[Natural language region descriptions]
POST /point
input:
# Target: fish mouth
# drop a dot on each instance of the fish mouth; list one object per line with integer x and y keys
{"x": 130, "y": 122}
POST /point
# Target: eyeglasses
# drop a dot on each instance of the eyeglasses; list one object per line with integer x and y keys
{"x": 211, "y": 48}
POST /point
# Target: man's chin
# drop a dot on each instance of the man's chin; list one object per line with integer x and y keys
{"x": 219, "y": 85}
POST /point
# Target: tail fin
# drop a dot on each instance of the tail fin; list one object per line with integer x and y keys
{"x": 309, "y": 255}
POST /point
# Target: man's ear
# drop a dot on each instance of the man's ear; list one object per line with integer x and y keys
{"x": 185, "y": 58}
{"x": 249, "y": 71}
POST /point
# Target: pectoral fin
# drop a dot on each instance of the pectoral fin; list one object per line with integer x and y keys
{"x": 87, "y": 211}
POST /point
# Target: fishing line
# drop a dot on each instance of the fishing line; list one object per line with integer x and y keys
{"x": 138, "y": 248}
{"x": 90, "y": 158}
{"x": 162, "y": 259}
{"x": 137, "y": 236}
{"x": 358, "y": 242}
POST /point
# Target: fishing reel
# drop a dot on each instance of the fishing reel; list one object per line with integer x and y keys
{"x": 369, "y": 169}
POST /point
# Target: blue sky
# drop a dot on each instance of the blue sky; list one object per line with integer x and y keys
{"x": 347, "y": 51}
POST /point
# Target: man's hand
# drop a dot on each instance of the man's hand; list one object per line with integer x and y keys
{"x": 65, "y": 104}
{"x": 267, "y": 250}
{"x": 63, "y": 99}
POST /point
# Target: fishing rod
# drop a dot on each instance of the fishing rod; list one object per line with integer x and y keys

**EXERCISE AIM**
What the exercise needs is every record again, word for word.

**RESPONSE TO THIS EXERCISE**
POST /point
input:
# Target: fish mouth
# drop a dot on each instance of the fish mouth; list one object per line with integer x and y keys
{"x": 130, "y": 122}
POST /point
# Target: eyeglasses
# drop a dot on each instance of the eyeglasses; list one object per line with integer x and y keys
{"x": 211, "y": 48}
POST /point
# Target: man's chin
# drop a dot on each instance of the man's chin; list one object per line with integer x and y keys
{"x": 219, "y": 85}
POST /point
# Target: tail fin
# drop a dot on each instance of the tail fin; list one object per line with integer x and y keys
{"x": 309, "y": 255}
POST /point
# Target: man's ear
# drop a dot on each instance of the man's ear; list one object per line with integer x and y keys
{"x": 185, "y": 58}
{"x": 249, "y": 71}
POST /point
# Target: pectoral fin
# drop a dot on each instance of the pectoral fin; list one object per line with integer x and y keys
{"x": 87, "y": 211}
POST /point
# Target: fishing line
# drop a dot on each instance of the fishing line; list one object per line with integer x and y keys
{"x": 138, "y": 248}
{"x": 90, "y": 158}
{"x": 162, "y": 259}
{"x": 137, "y": 236}
{"x": 358, "y": 242}
POST /point
# Target: fishing reel
# drop a dot on each instance of the fishing reel; list one object per line with integer x and y keys
{"x": 369, "y": 169}
POST /point
# Target: blue sky
# drop a dot on each instance of the blue sky; list one object per line with integer x and y keys
{"x": 347, "y": 51}
POST /point
# Target: man's hand
# drop a dot on each instance of the man's hand; list one object per line with integer x and y keys
{"x": 65, "y": 104}
{"x": 267, "y": 250}
{"x": 63, "y": 99}
POST /point
# Target: fishing rod
# drop a dot on each instance of the fishing rod; list one object per line with integer x and y keys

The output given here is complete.